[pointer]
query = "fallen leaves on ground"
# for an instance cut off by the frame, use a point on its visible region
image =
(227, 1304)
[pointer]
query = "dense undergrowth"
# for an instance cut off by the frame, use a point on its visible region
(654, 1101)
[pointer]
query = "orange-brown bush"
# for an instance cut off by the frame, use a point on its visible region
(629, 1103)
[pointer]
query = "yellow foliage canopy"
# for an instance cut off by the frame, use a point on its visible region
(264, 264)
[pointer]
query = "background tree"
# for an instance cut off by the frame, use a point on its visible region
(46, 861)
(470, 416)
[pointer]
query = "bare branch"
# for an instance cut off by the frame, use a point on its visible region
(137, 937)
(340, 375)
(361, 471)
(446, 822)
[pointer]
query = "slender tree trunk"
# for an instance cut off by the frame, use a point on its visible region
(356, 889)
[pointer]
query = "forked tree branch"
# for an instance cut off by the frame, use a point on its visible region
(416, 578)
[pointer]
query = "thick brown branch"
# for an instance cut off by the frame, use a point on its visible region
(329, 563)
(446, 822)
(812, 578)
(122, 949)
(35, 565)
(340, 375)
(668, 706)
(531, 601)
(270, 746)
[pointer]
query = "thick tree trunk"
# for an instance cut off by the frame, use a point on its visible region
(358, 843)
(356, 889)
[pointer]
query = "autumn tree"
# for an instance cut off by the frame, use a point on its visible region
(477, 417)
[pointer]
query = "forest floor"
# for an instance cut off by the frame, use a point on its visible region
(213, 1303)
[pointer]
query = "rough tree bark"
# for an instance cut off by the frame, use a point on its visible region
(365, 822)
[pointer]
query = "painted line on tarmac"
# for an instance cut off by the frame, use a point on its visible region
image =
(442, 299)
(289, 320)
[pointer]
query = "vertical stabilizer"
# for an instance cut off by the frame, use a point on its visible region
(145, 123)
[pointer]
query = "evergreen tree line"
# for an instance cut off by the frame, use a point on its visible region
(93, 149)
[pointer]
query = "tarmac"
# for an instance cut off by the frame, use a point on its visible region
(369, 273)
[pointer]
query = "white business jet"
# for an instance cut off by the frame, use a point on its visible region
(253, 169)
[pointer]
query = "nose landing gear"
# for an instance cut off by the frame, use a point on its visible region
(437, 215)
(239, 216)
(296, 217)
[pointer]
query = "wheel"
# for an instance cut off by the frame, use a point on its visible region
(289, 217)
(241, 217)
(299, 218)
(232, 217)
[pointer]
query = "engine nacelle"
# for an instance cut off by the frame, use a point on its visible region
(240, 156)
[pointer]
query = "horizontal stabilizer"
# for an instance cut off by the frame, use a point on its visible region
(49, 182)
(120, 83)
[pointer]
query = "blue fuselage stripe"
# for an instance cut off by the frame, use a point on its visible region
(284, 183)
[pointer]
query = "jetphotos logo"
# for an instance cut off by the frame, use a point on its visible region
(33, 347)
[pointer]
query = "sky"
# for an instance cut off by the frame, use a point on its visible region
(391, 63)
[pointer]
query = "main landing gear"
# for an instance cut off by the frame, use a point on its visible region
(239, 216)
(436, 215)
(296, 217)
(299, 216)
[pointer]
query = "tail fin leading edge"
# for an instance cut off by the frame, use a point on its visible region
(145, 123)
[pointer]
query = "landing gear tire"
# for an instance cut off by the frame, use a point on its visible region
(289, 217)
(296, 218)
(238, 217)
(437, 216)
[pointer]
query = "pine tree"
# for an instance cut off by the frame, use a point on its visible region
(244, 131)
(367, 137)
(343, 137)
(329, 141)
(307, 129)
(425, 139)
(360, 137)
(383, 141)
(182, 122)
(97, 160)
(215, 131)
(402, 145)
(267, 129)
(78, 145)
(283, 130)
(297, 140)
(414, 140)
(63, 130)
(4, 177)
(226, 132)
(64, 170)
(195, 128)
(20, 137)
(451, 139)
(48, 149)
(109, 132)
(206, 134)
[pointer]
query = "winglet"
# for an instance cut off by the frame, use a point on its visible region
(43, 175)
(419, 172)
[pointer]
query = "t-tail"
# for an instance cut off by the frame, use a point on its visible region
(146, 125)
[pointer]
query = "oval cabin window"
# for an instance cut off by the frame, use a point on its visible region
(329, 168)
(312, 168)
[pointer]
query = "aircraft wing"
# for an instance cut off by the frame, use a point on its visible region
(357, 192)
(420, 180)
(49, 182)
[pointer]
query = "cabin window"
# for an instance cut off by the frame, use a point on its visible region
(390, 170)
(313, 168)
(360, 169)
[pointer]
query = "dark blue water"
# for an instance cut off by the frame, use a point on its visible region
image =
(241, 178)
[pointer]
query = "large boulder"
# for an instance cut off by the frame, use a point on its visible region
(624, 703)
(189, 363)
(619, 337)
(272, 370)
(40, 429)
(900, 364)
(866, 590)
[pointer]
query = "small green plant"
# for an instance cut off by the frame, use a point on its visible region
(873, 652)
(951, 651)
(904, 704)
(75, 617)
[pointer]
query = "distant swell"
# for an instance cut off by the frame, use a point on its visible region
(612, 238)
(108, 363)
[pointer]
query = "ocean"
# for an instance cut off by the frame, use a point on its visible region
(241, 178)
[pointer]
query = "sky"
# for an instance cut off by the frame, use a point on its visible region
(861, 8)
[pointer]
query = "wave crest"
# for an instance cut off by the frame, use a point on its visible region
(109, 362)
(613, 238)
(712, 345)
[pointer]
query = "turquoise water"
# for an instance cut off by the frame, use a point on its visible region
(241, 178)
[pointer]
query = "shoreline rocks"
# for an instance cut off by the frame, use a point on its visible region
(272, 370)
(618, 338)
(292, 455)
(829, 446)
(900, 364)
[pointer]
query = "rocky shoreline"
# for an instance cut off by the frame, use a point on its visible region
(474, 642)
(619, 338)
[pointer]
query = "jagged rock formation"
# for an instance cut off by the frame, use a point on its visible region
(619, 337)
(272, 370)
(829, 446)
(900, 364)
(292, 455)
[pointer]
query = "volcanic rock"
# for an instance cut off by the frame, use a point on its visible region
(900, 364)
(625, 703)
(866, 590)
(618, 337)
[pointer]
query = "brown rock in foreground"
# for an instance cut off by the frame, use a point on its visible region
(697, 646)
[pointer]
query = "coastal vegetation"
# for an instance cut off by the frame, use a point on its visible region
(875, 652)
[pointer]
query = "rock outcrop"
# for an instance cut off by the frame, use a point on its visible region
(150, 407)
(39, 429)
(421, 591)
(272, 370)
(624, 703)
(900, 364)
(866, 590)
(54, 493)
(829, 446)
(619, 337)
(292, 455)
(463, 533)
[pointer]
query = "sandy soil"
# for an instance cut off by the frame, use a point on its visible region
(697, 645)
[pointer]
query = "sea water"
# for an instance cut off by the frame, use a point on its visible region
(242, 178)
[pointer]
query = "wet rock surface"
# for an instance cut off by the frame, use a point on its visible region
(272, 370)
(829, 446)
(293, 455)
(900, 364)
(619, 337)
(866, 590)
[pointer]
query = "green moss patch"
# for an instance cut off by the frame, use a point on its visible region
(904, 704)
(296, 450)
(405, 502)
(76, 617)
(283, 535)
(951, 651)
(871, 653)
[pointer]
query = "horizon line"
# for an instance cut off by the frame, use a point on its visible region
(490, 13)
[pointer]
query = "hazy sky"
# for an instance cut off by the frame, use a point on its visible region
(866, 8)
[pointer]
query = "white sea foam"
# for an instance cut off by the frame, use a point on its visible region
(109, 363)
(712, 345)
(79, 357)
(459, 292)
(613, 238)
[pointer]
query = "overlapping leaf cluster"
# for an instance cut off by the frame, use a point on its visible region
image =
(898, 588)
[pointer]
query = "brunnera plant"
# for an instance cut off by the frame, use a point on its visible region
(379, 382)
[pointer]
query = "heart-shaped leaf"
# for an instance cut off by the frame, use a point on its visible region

++++++

To be done => Please write out the data above word for word, from its very first line down through the line that contains "(654, 1101)", with that line included.

Written reply =>
[pointer]
query = "fallen leaves on ground"
# for an instance cut off by the frame, use a point on its visible region
image =
(227, 1304)
[pointer]
query = "dense undergrowth"
# for an instance cut off by the frame, use a point on its visible region
(654, 1101)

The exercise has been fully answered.